THE PROBLEM →
Print, without any change, the lines below from the one containing "Challenge: find the bush" through the end of the records, both ends included.

>>

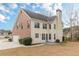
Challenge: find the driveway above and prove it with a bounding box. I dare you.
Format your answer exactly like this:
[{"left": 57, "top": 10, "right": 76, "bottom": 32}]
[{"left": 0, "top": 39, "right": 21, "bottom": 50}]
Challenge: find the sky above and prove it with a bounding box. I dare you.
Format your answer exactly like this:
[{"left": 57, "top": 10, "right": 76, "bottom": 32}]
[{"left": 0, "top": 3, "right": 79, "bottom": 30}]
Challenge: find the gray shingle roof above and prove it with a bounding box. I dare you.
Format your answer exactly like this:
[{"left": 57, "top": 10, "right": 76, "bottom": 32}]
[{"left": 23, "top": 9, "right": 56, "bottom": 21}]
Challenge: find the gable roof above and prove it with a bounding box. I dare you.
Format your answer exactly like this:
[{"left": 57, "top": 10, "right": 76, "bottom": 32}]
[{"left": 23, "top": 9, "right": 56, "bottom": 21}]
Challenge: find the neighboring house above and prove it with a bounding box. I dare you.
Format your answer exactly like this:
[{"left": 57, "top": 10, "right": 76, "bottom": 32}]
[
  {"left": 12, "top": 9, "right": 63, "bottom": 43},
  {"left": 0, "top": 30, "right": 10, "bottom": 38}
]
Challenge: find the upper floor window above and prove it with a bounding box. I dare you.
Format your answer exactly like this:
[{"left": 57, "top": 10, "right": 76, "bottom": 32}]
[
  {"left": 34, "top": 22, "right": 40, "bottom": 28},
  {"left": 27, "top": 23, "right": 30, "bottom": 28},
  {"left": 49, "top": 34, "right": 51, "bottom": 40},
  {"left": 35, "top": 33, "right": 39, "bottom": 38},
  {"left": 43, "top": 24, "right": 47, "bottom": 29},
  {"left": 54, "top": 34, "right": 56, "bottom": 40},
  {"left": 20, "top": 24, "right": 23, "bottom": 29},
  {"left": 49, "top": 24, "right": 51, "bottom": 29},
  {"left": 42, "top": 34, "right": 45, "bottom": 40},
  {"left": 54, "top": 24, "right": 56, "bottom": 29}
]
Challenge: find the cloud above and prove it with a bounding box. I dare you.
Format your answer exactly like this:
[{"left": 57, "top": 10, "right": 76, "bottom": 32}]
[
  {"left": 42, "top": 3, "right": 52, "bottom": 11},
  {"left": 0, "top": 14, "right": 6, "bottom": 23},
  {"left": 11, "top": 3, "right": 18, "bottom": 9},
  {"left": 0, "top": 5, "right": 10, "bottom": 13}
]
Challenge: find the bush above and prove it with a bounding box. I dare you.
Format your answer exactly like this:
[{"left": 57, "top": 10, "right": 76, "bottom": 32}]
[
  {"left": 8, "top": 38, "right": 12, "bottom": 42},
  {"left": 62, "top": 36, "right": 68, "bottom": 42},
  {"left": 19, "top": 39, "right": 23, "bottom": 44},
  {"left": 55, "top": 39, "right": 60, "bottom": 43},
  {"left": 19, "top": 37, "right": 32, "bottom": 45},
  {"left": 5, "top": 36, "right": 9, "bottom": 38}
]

<<

EXERCISE SOLUTION →
Challenge: find the bush above and prove it with a bounding box. I dare you.
Format your answer exactly like this:
[{"left": 57, "top": 10, "right": 76, "bottom": 32}]
[
  {"left": 8, "top": 38, "right": 12, "bottom": 42},
  {"left": 62, "top": 36, "right": 68, "bottom": 42},
  {"left": 19, "top": 39, "right": 23, "bottom": 44},
  {"left": 55, "top": 39, "right": 60, "bottom": 43},
  {"left": 19, "top": 37, "right": 32, "bottom": 45},
  {"left": 5, "top": 36, "right": 9, "bottom": 38}
]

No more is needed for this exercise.